Early signs that the coronavirus’s spread might be easing from record highs in some Midwestern states have prompted cautious optimism among some governors and public-health officials, while they remain wary of what the coming weeks might hold.

Officials in Illinois, Iowa, South Dakota, North Dakota and Wisconsin reported slight decreases in new coronavirus cases in the week leading up to Thanksgiving. Covid-19 cases surged rapidly across the upper Midwest this fall, a precursor to the rampant spread that would follow across much of the U.S.

“I want to say that that’s a positive direction, but I don’t want to say that’s a victory,” said Christine Petersen, director of the University of Iowa’s Center for Emerging Infectious Diseases.

It is too early to tell whether the recent small drops in cases could signal a definitive shift and whether fresh restrictions or changed behaviors might be contributing to them, epidemiologists and health officials say.

People might have stayed home more than usual ahead of Thanksgiving, self-quarantining before visiting family or traveling for the holidays, some epidemiologists say. New restrictions are starting to take effect in these states, too, though it might be too soon to measure their impact. This month, governors in North Dakota and Iowa issued statewide mask mandates for the first time, and Illinois put in place stricter guidelines.

════════

TASK ITEM A -> In the coronavirus article, which two states' governors issued statewide mask mandates for the first time this month?
TASK ITEM B -> Write the next part of the coronavirus article, picking up after its final sentence.
The lines below come from a separate source.

AVAILABLE DATA ->
════════

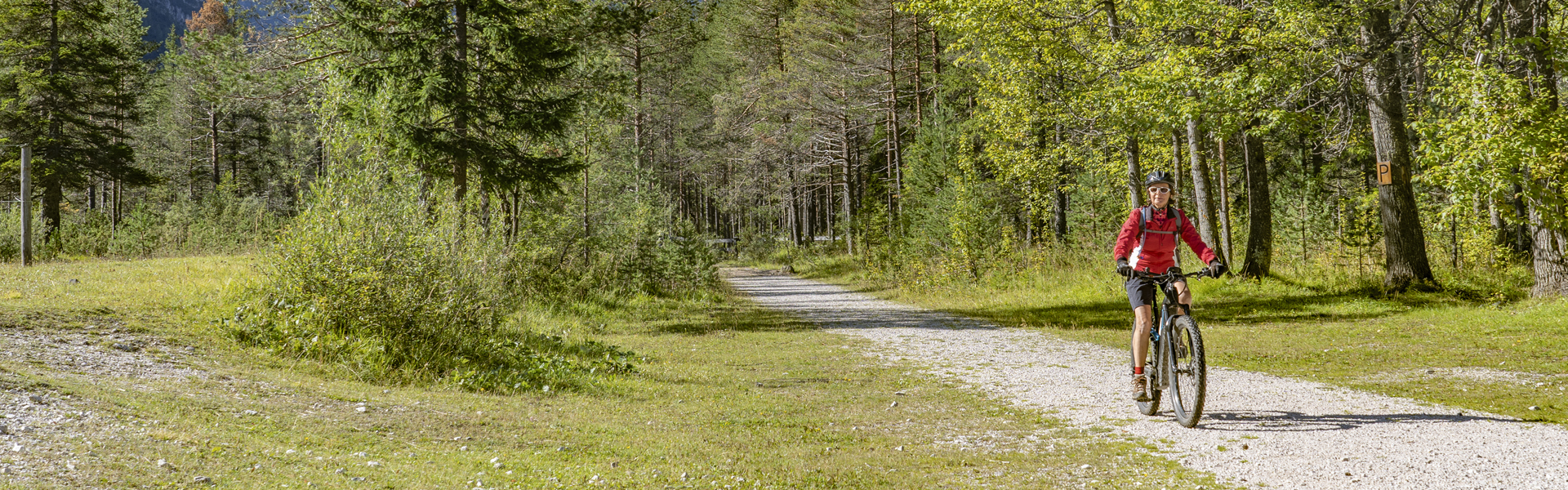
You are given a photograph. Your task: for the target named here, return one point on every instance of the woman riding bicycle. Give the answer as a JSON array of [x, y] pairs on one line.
[[1148, 244]]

════════

ANSWER BOX A -> North Dakota and Iowa.

ANSWER BOX B ->
But the onset of the holiday season poses a challenge, threatening to squash these potential gains.

“Any moment is pivotal,” said Brenton Nesemeier, a field epidemiologist with the North Dakota Department of Health, “but especially right now.”

The numbers, while slightly lower, remain near record highs. In Iowa, a state of just 3 million people, more than 3,000 people on average are testing positive for the coronavirus daily. Illinois is recording more than 10,000 new daily cases on average.

The North Dakota Department of Health is careful to acknowledge the declining number of cases worried about current levels and what Thanksgiving gatherings might bring. The state has reported an average of 1,118 new cases each day over the past week, according to Johns Hopkins University data.

“The burden of cases that we still see on a daily basis is way too high to be comfortable,” said Ajay Sethi, an epidemiologist at the University of Wisconsin-Madison.

New infections in Wisconsin over the past week are, on average, double those recorded in mid-October. Yet, the figures also suggest the beginning of a potential plateau in cases.

“It’s much better that we observe that than continuing to go straight uphill. That being said, the level of transmission and the number of cases is critically high,” Ryan Westergaard, chief medical officer at the Wisconsin’s Bureau of Communicable Diseases, said Tuesday. “The easiest answer to the question, ‘Are we flattening the curve?’ is no.”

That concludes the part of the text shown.